## REQUIRED WORK
The expected output is each line in the data below that includes the string "table".

------------

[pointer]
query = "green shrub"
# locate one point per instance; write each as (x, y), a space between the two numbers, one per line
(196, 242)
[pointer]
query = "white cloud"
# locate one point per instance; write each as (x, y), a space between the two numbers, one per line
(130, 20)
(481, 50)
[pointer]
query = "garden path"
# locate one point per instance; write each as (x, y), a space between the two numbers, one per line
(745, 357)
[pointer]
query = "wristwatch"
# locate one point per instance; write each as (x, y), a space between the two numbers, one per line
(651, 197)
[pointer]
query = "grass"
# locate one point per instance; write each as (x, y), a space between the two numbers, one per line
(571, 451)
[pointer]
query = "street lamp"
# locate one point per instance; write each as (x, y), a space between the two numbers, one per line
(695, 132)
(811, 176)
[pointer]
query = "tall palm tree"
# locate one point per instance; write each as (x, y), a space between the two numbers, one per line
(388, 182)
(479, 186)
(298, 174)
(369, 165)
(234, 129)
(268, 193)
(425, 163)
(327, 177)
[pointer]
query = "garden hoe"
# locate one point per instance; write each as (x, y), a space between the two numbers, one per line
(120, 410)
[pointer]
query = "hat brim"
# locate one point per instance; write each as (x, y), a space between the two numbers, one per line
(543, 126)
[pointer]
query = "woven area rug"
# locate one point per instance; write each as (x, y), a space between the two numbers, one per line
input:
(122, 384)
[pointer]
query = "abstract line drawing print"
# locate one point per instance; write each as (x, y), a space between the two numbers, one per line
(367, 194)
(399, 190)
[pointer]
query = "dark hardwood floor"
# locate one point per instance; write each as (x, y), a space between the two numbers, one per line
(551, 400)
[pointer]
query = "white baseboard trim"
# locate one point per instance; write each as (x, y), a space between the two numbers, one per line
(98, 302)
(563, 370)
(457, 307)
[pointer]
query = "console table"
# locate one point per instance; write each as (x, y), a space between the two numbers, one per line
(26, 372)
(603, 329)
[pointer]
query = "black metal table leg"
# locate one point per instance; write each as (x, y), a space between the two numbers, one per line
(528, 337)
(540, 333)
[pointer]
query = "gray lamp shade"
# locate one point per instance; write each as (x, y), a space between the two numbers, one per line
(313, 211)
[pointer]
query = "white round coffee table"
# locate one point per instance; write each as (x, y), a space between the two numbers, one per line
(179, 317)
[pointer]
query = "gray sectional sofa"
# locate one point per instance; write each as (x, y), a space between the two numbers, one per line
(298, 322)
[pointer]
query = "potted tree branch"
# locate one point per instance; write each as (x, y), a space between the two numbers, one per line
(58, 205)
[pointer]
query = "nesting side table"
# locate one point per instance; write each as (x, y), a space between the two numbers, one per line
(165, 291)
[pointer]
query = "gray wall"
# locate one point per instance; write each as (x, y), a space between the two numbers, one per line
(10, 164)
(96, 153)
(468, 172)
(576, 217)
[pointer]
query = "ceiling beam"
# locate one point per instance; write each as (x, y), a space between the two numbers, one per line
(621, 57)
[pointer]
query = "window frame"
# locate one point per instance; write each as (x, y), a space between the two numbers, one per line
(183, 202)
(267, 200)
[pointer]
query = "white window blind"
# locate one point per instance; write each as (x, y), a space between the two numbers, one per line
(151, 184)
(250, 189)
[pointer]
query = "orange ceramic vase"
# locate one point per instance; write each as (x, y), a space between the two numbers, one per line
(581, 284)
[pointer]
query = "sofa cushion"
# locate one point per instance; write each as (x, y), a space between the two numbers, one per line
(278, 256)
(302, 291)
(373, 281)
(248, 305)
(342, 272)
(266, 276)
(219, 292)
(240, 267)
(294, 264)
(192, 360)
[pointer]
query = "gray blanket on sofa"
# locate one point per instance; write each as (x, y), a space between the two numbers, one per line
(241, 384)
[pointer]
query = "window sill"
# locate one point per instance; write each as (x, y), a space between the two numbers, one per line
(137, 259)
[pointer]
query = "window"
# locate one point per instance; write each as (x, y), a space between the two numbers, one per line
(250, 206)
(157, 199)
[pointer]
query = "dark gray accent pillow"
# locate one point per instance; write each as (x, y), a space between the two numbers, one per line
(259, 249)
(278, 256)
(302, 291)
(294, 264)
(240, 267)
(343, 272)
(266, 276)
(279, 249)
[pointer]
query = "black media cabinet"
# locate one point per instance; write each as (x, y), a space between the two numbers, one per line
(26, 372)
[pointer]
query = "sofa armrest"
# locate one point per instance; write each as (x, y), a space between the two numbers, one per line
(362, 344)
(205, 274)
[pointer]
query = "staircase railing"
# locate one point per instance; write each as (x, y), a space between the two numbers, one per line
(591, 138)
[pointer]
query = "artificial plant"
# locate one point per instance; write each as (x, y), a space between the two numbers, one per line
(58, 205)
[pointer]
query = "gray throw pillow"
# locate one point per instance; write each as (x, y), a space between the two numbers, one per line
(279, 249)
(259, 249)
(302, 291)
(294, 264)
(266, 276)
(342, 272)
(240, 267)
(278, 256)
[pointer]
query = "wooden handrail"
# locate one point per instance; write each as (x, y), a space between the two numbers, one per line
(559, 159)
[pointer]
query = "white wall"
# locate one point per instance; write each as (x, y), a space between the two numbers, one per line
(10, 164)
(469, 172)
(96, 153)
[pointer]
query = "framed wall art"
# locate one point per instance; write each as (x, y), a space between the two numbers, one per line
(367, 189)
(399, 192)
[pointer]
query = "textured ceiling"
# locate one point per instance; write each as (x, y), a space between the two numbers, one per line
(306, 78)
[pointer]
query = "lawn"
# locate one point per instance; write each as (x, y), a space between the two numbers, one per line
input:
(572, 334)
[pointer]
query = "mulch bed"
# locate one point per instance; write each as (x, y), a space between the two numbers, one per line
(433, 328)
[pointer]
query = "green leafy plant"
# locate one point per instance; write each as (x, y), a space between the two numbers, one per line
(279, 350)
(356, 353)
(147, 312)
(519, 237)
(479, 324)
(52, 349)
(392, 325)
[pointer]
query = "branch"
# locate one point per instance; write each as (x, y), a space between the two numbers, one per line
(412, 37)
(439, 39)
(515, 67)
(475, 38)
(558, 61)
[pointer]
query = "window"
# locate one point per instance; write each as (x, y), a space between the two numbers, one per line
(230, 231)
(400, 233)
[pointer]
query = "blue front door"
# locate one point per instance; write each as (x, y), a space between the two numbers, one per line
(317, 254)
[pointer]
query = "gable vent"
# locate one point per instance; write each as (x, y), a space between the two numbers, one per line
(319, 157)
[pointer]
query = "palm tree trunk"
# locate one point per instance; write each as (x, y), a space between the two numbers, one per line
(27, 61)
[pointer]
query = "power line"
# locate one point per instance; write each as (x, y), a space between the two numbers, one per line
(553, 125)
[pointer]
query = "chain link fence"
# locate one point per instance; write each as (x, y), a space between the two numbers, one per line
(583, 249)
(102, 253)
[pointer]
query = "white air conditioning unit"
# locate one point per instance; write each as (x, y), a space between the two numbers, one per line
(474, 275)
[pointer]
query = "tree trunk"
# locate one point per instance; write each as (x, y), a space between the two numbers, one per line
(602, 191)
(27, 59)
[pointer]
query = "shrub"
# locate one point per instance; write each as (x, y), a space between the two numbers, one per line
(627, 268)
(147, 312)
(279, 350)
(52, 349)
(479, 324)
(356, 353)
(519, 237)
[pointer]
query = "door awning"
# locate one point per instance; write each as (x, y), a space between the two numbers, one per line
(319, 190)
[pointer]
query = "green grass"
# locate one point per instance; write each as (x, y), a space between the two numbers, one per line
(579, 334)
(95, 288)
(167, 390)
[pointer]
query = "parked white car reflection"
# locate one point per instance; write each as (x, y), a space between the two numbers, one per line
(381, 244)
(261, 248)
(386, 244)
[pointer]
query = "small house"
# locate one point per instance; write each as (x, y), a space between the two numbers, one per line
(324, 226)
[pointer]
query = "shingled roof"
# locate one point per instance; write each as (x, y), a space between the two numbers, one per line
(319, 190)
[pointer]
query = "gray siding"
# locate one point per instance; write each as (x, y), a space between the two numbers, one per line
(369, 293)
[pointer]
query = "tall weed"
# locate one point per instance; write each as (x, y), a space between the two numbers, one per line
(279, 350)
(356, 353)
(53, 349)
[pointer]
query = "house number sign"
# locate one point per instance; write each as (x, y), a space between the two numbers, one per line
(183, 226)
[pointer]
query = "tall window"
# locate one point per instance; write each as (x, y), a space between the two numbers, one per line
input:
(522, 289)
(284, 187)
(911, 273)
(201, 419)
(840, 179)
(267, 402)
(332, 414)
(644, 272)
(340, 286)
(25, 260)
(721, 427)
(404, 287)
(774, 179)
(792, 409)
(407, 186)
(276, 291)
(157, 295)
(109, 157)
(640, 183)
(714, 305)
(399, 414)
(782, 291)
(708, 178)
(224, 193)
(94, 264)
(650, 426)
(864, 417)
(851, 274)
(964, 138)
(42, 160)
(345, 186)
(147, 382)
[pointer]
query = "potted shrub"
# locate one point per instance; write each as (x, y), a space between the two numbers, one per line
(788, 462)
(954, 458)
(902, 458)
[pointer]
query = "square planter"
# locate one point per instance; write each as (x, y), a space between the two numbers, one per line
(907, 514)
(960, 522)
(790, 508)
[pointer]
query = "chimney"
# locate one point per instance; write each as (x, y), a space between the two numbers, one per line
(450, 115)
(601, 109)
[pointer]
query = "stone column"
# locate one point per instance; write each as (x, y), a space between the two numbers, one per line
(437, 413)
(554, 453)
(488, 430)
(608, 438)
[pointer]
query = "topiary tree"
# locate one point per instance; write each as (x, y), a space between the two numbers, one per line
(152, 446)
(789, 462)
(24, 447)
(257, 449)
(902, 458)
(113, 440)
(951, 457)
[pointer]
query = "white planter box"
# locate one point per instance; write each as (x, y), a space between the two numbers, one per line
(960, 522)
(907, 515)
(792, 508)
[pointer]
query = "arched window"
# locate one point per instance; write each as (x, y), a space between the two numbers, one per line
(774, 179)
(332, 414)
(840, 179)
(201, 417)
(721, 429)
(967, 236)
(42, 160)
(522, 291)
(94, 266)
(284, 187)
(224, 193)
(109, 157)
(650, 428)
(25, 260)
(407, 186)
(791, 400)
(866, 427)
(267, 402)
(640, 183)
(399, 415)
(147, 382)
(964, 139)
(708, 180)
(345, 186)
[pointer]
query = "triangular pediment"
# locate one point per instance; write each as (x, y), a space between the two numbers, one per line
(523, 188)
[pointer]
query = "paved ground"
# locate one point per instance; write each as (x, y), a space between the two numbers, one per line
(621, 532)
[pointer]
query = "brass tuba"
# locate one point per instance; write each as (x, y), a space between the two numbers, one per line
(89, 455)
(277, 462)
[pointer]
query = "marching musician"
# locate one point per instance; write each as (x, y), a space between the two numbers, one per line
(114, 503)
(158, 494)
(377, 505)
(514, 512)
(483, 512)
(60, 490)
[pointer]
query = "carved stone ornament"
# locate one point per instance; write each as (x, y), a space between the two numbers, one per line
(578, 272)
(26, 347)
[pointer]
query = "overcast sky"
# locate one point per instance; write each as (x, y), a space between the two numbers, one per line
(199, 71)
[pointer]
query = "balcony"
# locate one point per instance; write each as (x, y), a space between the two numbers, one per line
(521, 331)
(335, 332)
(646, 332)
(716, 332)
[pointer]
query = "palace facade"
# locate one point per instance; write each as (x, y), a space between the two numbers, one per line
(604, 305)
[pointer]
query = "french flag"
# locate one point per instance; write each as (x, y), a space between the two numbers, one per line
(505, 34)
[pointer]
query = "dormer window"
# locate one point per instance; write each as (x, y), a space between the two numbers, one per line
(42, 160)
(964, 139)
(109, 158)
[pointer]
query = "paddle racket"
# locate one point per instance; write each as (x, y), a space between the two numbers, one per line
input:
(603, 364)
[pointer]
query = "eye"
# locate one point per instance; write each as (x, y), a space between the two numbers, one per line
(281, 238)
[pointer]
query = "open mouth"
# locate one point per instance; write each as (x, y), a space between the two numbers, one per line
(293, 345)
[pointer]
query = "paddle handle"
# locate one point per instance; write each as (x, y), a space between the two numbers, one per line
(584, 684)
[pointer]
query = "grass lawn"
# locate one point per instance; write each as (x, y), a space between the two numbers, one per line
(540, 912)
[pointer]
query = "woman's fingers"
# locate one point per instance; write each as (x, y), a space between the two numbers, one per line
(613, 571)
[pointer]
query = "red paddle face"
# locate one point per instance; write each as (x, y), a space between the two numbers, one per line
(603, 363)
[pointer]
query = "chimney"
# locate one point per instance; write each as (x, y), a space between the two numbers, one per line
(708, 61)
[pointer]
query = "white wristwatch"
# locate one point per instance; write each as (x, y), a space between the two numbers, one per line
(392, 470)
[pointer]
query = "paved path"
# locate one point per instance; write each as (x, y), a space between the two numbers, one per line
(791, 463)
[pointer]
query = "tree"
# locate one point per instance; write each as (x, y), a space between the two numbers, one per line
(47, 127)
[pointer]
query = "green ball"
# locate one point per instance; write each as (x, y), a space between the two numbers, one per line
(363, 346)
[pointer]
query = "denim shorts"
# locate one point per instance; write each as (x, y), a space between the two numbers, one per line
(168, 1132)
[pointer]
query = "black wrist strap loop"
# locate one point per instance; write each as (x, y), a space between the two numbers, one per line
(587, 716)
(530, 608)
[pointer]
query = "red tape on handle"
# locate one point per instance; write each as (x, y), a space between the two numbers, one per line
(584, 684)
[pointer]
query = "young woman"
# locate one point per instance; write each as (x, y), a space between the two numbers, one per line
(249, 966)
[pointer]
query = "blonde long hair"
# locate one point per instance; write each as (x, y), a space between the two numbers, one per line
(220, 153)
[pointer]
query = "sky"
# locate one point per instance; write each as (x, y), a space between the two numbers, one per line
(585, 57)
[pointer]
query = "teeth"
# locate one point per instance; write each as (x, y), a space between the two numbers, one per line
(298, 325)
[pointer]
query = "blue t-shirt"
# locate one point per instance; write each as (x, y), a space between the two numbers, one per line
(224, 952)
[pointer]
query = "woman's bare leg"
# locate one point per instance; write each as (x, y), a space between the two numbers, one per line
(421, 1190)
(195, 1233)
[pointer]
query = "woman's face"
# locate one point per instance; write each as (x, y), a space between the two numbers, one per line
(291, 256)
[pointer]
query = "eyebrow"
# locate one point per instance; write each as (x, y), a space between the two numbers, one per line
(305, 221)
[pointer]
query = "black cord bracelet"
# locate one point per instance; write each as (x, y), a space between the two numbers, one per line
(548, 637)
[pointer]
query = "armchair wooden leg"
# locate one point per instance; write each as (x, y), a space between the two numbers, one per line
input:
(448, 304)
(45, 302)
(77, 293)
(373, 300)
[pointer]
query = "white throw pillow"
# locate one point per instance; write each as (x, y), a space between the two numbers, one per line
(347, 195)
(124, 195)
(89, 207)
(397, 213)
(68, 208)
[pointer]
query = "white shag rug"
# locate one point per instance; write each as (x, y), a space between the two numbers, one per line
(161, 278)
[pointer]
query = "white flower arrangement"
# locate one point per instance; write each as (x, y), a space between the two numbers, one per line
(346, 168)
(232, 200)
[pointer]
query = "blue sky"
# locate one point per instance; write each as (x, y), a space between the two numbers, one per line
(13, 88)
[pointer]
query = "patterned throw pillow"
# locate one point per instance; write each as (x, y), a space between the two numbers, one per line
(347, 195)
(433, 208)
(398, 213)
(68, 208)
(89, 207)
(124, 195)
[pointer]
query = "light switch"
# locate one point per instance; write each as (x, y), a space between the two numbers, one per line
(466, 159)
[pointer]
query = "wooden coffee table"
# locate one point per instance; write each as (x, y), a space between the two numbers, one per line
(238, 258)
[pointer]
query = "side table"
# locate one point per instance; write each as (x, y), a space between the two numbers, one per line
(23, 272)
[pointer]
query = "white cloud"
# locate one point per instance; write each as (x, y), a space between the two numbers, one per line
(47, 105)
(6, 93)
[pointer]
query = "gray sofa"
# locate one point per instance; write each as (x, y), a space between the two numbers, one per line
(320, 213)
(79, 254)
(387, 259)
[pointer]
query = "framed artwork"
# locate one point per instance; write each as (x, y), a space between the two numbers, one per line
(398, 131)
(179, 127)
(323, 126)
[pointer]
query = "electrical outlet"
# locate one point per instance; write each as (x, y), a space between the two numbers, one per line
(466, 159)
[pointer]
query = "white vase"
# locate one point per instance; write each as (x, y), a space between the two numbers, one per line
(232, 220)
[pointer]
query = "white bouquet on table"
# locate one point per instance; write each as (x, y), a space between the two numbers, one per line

------------

## YOUR SOLUTION
query = "console table"
query = "black metal table leg"
query = "white round coffee table"
query = "nesting side table"
query = "wooden coffee table"
query = "side table"
query = "white bouquet on table"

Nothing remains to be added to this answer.